To do => Quote, without any change, the line that contains "job: return the mask of every instance of the plant" and all lines that follow it to the end of the data below.
==========
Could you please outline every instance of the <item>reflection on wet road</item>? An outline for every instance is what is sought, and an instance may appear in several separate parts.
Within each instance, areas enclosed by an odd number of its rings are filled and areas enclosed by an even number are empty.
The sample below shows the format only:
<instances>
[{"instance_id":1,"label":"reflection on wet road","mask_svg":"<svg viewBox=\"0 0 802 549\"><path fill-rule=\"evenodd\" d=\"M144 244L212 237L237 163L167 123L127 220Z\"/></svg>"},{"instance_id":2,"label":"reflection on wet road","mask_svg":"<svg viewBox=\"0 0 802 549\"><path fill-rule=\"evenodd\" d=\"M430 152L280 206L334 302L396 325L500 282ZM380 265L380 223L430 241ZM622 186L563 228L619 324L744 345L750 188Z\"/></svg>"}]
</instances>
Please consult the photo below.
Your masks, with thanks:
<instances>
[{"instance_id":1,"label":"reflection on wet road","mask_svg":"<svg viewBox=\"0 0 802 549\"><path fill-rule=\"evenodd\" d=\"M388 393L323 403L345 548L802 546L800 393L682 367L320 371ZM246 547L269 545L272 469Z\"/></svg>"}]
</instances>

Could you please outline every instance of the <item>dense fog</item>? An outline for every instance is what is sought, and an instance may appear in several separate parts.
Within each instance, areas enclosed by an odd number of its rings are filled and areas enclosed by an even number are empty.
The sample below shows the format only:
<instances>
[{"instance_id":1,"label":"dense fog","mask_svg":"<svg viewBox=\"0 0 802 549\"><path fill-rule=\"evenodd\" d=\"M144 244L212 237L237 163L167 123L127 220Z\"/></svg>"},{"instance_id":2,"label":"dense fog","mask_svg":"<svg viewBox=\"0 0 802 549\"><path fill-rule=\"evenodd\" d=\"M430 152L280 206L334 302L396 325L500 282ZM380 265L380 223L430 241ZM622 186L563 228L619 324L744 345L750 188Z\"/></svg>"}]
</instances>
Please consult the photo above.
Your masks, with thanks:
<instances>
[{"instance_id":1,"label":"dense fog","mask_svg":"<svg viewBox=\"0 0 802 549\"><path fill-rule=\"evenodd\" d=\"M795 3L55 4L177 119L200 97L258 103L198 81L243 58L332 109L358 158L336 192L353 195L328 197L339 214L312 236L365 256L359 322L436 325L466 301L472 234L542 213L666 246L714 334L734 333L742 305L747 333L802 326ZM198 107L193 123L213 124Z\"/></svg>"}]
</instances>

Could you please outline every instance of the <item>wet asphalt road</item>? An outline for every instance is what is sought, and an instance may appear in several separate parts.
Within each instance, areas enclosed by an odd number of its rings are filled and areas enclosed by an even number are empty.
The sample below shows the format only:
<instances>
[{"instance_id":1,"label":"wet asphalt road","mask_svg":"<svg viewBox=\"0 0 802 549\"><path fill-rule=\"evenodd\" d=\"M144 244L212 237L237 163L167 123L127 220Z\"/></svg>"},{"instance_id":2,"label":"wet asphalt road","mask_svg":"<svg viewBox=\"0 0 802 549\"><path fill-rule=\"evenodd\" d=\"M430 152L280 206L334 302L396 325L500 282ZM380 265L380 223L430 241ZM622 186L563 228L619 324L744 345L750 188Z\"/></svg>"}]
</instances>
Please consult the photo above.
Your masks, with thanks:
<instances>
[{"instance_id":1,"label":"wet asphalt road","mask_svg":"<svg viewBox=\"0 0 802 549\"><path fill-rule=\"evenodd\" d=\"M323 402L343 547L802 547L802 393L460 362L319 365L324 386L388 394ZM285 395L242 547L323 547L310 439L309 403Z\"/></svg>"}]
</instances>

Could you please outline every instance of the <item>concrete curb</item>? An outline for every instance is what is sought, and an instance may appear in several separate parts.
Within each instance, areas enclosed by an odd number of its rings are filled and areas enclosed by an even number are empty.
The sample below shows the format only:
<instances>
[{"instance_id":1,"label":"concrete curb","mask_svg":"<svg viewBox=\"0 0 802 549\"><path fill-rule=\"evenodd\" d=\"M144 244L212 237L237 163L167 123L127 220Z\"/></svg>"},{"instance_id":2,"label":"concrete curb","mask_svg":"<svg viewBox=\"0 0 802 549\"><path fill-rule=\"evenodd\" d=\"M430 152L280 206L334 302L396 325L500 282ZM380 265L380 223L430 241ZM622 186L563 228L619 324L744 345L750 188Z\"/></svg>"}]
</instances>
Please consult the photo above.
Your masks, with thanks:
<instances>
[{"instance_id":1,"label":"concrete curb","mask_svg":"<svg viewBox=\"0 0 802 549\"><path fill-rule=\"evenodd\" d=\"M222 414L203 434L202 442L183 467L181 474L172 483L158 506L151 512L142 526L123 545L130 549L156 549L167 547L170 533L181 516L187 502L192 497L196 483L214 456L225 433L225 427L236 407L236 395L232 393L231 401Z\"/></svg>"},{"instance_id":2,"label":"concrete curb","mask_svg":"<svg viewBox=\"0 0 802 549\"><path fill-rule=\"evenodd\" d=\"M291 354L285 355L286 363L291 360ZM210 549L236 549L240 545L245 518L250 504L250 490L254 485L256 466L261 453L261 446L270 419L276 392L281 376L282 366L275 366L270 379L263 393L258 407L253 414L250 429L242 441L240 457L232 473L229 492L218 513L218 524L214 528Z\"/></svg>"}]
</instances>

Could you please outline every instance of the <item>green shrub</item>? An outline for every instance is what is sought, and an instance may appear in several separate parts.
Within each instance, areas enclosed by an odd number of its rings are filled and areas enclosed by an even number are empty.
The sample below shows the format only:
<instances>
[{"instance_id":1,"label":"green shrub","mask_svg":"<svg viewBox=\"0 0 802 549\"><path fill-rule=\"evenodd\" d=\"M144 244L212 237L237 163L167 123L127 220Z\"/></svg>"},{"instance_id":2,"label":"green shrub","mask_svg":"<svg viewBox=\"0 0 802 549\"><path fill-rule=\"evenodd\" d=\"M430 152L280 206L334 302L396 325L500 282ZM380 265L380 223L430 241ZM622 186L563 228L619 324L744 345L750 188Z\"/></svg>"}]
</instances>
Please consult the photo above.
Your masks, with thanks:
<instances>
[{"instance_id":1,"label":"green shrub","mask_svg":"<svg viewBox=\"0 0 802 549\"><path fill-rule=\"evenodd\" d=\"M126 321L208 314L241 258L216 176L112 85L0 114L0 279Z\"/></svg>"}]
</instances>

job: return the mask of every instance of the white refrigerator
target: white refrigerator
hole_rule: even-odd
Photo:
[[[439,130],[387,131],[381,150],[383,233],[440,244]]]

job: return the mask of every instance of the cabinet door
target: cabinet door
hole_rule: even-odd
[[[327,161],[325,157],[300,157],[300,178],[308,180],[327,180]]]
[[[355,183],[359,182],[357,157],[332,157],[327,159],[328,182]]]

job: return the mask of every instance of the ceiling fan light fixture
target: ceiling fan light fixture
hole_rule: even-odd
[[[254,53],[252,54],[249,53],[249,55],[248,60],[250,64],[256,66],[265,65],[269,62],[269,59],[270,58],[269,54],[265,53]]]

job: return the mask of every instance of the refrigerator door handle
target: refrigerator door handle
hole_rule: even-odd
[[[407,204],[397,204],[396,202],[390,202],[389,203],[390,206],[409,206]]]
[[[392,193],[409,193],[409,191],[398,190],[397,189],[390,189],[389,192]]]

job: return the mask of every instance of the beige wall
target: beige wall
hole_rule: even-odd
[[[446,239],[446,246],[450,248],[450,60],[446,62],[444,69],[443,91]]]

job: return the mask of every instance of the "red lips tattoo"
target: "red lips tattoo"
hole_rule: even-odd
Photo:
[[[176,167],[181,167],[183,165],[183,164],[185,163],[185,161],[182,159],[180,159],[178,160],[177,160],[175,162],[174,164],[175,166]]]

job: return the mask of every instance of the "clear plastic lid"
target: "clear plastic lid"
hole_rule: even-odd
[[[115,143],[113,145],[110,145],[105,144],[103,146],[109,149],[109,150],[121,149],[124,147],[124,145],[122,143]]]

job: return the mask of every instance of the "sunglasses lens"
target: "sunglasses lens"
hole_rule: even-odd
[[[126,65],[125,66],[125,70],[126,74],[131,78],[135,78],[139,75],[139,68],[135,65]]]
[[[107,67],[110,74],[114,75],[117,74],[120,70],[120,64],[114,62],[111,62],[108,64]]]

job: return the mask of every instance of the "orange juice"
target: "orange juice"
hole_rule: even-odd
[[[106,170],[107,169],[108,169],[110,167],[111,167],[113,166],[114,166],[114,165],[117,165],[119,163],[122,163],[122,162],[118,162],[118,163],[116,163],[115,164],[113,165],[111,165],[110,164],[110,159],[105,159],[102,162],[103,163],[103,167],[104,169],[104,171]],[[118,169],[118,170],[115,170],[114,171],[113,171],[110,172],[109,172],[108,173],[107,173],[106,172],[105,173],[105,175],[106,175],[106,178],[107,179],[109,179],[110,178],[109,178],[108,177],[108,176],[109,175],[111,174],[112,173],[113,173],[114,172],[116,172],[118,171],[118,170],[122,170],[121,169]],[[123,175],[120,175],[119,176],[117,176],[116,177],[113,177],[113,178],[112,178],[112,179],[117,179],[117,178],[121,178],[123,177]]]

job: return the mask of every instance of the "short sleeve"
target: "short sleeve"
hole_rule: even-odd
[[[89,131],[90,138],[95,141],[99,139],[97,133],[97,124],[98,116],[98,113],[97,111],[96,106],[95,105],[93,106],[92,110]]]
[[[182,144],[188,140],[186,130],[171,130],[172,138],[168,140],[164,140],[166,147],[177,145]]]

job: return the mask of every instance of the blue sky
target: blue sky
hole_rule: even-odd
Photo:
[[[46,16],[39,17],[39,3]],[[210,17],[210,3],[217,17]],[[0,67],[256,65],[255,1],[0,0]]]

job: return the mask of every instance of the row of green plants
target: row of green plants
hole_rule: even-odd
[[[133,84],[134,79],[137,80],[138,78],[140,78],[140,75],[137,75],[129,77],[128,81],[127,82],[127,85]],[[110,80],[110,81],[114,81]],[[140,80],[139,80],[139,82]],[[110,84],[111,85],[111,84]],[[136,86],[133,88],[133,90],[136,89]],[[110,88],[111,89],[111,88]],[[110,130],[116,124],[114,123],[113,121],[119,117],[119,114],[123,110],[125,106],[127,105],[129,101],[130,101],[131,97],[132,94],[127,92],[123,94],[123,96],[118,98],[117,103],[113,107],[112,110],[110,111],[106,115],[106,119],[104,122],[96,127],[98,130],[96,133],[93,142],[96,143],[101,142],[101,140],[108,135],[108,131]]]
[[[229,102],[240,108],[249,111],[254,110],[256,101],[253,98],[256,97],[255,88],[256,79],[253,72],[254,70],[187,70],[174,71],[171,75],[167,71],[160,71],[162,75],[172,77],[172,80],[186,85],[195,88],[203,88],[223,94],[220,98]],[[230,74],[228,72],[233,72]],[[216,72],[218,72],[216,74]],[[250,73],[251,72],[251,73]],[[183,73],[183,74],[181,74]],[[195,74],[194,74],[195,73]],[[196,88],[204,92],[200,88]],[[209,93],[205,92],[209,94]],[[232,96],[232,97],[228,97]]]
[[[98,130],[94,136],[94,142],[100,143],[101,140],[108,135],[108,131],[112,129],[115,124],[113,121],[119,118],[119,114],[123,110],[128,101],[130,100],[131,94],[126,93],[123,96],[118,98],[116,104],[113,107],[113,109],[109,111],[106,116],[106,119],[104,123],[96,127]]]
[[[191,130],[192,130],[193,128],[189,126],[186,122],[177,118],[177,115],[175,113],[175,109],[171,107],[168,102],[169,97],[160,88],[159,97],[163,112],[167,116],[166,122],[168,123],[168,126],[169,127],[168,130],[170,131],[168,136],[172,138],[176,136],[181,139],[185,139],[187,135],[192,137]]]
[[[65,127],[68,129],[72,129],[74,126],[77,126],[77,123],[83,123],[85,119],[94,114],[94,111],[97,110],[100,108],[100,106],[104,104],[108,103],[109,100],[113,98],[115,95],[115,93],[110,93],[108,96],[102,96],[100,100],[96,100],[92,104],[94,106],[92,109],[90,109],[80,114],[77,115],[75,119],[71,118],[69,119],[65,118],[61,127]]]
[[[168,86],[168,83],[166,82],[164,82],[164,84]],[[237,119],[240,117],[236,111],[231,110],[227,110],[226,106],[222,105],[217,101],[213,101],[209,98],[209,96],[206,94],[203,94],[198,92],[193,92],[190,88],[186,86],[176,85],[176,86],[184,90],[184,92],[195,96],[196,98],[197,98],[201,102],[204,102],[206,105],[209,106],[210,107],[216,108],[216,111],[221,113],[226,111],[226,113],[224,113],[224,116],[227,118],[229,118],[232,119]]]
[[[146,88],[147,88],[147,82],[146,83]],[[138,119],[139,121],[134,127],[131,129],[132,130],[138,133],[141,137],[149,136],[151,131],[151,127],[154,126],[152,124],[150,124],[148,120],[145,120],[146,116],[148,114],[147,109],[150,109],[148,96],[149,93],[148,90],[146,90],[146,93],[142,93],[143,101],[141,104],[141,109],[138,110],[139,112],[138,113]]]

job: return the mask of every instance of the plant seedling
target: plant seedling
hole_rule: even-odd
==========
Response to this exercise =>
job: return the mask of every instance of the plant seedling
target: plant seedling
hole_rule: even-odd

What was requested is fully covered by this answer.